(RECORD EXTRACTS)
○ ○ ○ ○
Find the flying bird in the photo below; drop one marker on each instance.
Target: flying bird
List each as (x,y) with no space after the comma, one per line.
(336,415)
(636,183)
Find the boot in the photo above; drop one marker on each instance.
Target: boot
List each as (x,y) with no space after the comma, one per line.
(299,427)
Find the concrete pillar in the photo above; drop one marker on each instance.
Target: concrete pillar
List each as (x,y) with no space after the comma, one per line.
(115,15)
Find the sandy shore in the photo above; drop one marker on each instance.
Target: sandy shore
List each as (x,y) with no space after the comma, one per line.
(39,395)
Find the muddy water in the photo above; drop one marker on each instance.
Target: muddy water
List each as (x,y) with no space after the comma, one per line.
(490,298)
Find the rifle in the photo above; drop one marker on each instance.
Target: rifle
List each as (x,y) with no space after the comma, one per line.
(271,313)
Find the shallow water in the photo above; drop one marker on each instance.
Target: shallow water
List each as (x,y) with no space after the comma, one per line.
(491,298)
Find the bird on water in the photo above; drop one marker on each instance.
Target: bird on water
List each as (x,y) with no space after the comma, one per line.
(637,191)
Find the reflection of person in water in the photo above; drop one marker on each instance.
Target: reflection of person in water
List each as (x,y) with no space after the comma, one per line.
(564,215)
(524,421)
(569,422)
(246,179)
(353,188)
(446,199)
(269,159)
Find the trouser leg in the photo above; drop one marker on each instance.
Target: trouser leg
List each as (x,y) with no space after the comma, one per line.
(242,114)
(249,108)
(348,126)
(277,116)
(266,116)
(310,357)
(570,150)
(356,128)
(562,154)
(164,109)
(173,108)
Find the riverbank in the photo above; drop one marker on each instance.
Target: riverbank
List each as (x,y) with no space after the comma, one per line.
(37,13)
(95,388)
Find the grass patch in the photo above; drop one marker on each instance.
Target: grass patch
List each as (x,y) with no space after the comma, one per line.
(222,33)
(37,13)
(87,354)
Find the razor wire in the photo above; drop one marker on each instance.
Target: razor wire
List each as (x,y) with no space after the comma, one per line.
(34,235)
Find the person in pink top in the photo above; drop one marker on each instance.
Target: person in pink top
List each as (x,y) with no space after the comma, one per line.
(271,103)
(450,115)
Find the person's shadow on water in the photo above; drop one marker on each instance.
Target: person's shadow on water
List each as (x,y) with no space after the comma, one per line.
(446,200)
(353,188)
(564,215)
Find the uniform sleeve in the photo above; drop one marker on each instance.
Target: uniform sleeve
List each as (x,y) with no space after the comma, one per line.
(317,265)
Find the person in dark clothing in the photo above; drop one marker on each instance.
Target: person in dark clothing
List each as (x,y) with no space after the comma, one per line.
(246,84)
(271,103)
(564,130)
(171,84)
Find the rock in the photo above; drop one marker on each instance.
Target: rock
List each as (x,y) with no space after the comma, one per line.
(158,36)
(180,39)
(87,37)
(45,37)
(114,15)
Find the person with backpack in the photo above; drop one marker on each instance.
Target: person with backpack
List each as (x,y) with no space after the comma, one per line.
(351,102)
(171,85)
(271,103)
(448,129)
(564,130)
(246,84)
○ ○ ○ ○
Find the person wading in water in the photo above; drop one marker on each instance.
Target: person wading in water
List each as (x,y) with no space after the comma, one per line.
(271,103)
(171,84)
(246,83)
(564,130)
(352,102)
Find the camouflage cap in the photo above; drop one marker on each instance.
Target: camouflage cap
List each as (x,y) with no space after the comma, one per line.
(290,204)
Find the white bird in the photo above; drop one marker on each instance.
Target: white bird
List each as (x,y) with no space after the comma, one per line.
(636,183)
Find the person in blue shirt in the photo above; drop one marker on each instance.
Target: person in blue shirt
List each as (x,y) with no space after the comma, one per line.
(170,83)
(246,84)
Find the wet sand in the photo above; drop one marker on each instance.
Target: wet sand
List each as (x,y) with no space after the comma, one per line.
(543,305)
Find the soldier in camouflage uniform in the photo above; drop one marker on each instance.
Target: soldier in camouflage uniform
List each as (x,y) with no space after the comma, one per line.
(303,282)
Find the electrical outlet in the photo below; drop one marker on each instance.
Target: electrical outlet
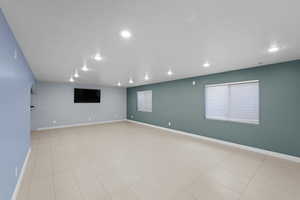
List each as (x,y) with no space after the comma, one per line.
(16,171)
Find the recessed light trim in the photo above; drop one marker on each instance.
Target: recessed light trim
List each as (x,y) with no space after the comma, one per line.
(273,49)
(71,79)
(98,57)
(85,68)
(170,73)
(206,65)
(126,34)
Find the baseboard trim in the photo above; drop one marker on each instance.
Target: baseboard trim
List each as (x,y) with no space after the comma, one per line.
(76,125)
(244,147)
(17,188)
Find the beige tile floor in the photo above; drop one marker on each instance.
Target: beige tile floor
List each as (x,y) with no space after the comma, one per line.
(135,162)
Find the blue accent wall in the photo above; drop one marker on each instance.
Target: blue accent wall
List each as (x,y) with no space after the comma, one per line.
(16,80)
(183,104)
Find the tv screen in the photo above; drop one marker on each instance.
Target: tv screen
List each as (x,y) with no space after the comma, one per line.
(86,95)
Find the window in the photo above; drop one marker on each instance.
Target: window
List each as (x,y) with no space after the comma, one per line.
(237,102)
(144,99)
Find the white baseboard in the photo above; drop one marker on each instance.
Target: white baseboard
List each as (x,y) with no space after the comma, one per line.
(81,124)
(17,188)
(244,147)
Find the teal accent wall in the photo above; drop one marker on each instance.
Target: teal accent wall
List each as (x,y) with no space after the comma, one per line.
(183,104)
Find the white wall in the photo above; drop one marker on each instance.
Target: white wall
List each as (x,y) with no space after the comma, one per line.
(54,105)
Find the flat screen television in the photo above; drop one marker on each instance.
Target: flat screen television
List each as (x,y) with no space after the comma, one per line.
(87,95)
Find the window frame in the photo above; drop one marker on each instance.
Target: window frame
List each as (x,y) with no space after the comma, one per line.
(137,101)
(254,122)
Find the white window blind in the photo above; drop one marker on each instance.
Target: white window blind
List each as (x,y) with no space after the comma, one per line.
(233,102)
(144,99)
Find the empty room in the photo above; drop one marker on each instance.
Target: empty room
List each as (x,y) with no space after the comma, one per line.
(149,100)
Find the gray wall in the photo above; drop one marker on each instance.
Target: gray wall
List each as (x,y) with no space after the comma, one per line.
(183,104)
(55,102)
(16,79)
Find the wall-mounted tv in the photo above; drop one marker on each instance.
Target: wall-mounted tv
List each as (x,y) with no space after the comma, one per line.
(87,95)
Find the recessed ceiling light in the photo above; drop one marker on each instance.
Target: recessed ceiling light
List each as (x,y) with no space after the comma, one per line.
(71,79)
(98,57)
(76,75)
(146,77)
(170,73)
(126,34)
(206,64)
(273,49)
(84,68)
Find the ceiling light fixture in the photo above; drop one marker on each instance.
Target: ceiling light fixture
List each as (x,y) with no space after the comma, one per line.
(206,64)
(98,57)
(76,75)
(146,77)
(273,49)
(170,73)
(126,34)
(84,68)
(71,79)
○ ○ ○ ○
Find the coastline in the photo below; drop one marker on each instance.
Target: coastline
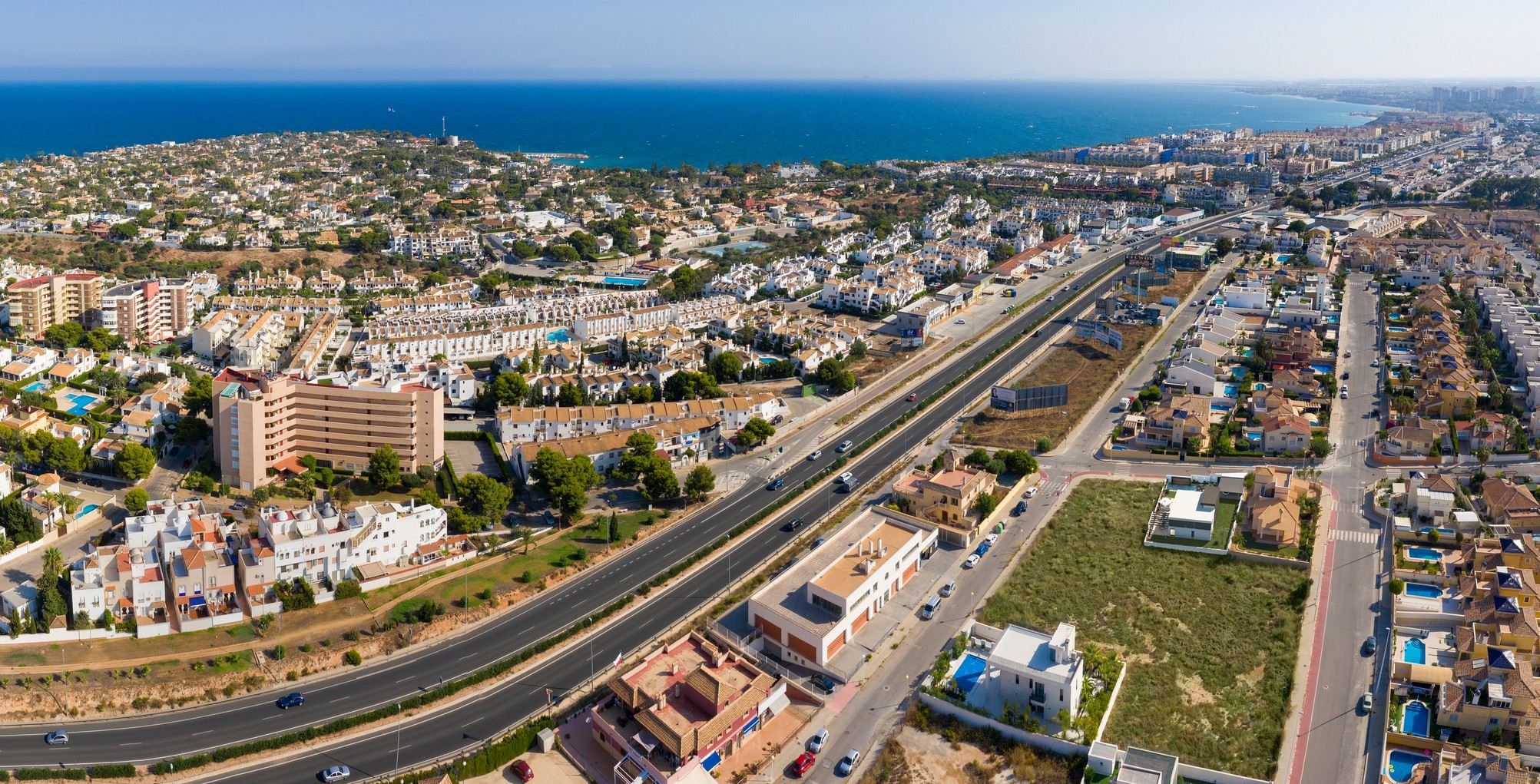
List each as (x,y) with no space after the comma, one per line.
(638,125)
○ ○ ○ ○
Pull out every line of the rows above that contains the word "shadow".

(TASK RESPONSE)
Find the person's shadow on water in the photo above; drop one marker on each instance.
Target: person's shadow on water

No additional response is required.